JOB
Please copy the passage of the text on homeschooling rigor word for word, starting at "Many parents are" and ending at "pressure of performance?".

** start of TEXT **

Brave Writer Podcast

How do parents ensure that homeschooling is challenging and rigorous enough for their kids to become smart, successful adults?

Many parents are under the impression that rigor is the best version of learning. Education that is rigorous means students are learning more, so many see rigor as a measuring tool for how serious the institution is for learning. But is that really the case?

Let’s deconstruct the notion of rigor and see if there is something easier to implement and more effective for learning.

Listen to the Podcast

Show Notes

The paradox of preparation

What’s the goal of all that schoolish drudgery and hard work, the intensity and pressure of performance? 

Most often cited is a goal to be prepared for whatever the next educational step may be. The way we interpret preparation has a lot to do with our perceptions of the places we want our kids to go next. We treat junior high as a dress rehearsal for high school by making junior high or middle school just as hard as high school. But how do we prepare students for junior high? By making elementary school more rigorous. And how do we prepare them for that?

We borrow worry from the future in the form of “preparing” for challenges yet to come, which leads to a spiraling of preparation that often leads to absurd results. When is it okay to just be where we are instead of preparing for what’s ahead?

Where does this love of “difficulty” and “struggle” come from?

** end of TEXT **
** start of LISTING **

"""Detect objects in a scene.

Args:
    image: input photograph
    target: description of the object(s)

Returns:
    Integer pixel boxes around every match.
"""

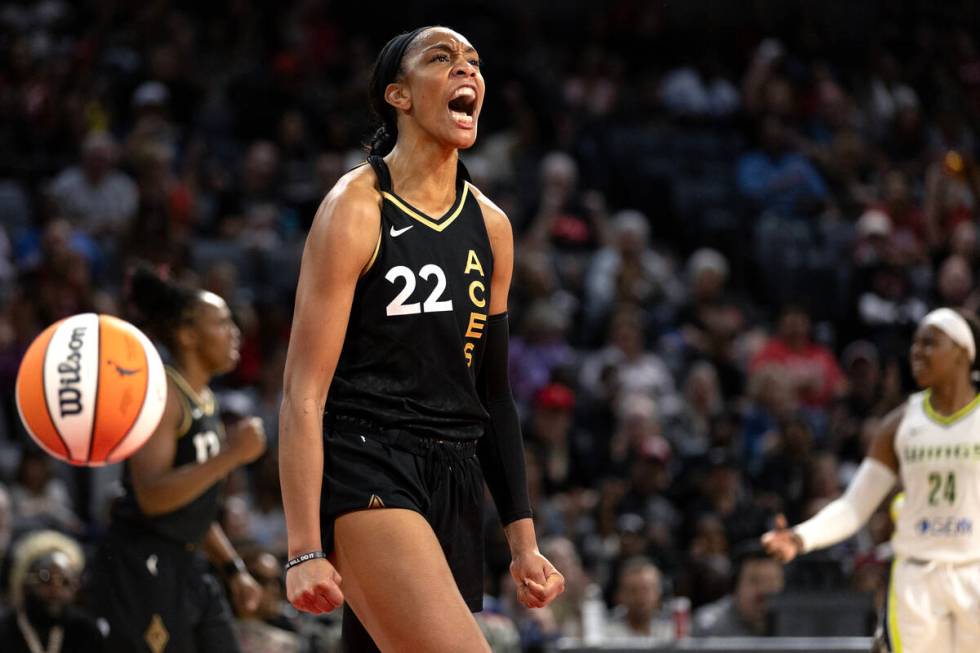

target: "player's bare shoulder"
[469,184,514,255]
[314,165,381,227]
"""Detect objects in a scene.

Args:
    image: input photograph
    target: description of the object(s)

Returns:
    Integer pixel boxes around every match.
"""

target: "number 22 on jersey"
[385,263,453,317]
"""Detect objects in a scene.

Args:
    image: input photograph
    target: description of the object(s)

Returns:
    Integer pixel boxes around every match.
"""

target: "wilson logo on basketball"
[58,327,86,417]
[14,313,167,466]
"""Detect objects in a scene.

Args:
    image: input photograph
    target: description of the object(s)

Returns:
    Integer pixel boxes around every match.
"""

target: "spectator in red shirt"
[749,304,845,408]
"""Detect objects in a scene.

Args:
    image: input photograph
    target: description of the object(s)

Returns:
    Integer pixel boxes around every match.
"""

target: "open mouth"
[449,86,476,127]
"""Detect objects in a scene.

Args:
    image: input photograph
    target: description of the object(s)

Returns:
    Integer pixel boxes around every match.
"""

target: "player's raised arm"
[279,169,380,612]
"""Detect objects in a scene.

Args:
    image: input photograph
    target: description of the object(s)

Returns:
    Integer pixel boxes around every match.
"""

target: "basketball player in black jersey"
[92,269,265,653]
[280,27,564,653]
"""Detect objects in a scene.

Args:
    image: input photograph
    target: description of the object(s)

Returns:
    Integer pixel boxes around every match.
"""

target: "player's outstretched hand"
[510,551,565,608]
[761,514,803,562]
[228,417,265,465]
[286,558,344,614]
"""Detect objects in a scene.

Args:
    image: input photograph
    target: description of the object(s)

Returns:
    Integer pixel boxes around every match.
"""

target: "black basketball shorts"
[89,527,240,653]
[320,418,484,612]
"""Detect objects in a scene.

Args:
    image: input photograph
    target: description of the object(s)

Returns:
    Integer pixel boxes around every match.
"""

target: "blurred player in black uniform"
[280,27,564,653]
[92,269,265,653]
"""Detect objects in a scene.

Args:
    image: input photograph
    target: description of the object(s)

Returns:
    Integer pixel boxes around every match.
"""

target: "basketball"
[16,313,167,467]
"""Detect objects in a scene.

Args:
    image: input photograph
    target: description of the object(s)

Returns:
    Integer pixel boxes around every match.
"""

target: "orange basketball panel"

** end of LISTING **

TASK OUTPUT
Many parents are under the impression that rigor is the best version of learning. Education that is rigorous means students are learning more, so many see rigor as a measuring tool for how serious the institution is for learning. But is that really the case?

Let’s deconstruct the notion of rigor and see if there is something easier to implement and more effective for learning.

Listen to the Podcast

Show Notes

The paradox of preparation

What’s the goal of all that schoolish drudgery and hard work, the intensity and pressure of performance?